---------- Given records ----------

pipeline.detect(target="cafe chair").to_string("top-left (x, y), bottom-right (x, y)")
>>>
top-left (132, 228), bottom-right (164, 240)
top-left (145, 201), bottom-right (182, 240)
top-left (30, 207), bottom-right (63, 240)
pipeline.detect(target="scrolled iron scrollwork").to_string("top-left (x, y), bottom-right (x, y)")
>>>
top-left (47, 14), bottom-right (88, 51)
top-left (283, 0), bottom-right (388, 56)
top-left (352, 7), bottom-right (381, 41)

----------

The task: Express the records as a two-column CSV with the header columns request and response, one row for each call. Put the call text and its output in one quoted field each, with line breaks turned into spaces.

Finished answer:
request,response
"pipeline.detect(target=""cafe chair"").to_string(""top-left (x, y), bottom-right (x, y)"") >>>","top-left (132, 228), bottom-right (164, 240) top-left (145, 201), bottom-right (182, 240) top-left (30, 207), bottom-right (63, 240)"
"pipeline.detect(target=""scrolled iron scrollwork"").to_string(""top-left (x, y), bottom-right (x, y)"") >>>","top-left (47, 14), bottom-right (88, 51) top-left (283, 0), bottom-right (388, 56) top-left (352, 7), bottom-right (381, 41)"